(Work order 1): According to the holiday films excerpt, which older classic is "You've Got Mail" an update of?
(Work order 2): Rewrite the holiday films excerpt from "The memorable Thanksgiving" to "York grocery store.", replacing "grocery store" with "supermarket".

Roger Ebert wrote in his review (3 1/2 stars out of 4) that the film's flawed family isn't that much of an exaggeration beyond each of our own.
"Have we not all, on our ways to family gatherings, parked the car a block away, taken several deep breaths, rubbed our eyes and massaged our temples, and driven on, gritting our teeth? That is not because we do not love our families, but because we know them so very, very well."
'You've Got Mail'
Set over the fall in New York City, "You've Got Mail" is a late-'90s update of the Jimmy Stewart Christmas classic "The Shop Around the Corner." While the plot — which involves two people who can't stand one another in person falling in love anonymously online without realizing it — is a little wonky, Meg Ryan and Tom Hanks have so much chemistry as the leads that you will be drawn right in.
The memorable Thanksgiving tie-in? Hanks' wealthy character rescues Ryan's from embarrassment when she accidentally uses a cash-only lane during the crush of Thanksgiving shopping at a New York grocery store.
While we personally think Garfield's Christmas outing is the best of the feline's holiday specials, "Garfield's Thanksgiving" also brings out our inner child.
In this 1987 favorite, Garfield's owner, Jon Arbuckle, is trying to impress his pet's comely veterinarian. She tells Jon that Garfield needs to go on a diet while he's trying to get her to come over for a home-cooked Thanksgiving meal. The only problem is that Jon's a horrible cook.

(Data for analysis):
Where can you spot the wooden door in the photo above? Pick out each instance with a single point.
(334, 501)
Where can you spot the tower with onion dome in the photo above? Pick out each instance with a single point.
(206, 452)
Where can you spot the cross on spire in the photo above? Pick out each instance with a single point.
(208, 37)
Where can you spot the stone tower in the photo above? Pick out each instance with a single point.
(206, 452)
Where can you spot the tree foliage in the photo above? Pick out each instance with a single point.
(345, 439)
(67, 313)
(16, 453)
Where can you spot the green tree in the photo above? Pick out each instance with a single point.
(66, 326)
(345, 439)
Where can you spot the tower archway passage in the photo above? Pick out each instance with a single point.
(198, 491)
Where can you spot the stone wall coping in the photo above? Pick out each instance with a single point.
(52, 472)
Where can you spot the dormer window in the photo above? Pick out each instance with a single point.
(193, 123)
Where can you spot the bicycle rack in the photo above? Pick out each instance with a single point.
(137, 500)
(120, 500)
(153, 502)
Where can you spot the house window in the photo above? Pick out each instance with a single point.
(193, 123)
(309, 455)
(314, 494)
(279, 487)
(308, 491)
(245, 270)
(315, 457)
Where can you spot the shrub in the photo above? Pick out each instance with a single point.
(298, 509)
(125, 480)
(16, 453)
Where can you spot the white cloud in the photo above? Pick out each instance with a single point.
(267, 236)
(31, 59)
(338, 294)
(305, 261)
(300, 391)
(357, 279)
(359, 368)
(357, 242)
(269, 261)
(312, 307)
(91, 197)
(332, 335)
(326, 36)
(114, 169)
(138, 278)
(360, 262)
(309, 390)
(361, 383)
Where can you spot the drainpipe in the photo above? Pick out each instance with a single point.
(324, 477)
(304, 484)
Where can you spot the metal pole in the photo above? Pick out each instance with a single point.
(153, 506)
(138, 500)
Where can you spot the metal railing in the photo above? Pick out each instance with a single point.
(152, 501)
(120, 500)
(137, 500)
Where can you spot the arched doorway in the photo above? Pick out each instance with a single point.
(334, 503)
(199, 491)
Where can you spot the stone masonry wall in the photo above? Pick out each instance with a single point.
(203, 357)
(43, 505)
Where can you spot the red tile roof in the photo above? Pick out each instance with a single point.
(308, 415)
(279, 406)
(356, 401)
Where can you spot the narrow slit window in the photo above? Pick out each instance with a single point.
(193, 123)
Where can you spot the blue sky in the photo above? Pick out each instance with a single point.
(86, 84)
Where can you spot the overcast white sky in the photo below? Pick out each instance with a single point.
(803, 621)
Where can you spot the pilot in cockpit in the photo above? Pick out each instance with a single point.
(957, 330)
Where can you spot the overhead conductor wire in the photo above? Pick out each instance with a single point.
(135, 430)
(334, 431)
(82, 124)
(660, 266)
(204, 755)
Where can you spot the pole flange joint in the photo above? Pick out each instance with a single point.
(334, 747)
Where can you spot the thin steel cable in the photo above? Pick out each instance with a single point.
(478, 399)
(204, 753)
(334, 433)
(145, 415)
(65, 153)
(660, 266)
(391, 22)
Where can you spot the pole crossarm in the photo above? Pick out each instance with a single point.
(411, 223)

(Written solution 1): It updates the Jimmy Stewart Christmas classic "The Shop Around the Corner."

(Written solution 2):
The memorable Thanksgiving tie-in? Hanks' wealthy character rescues Ryan's from embarrassment when she accidentally uses a cash-only lane during the crush of Thanksgiving shopping at a New York supermarket.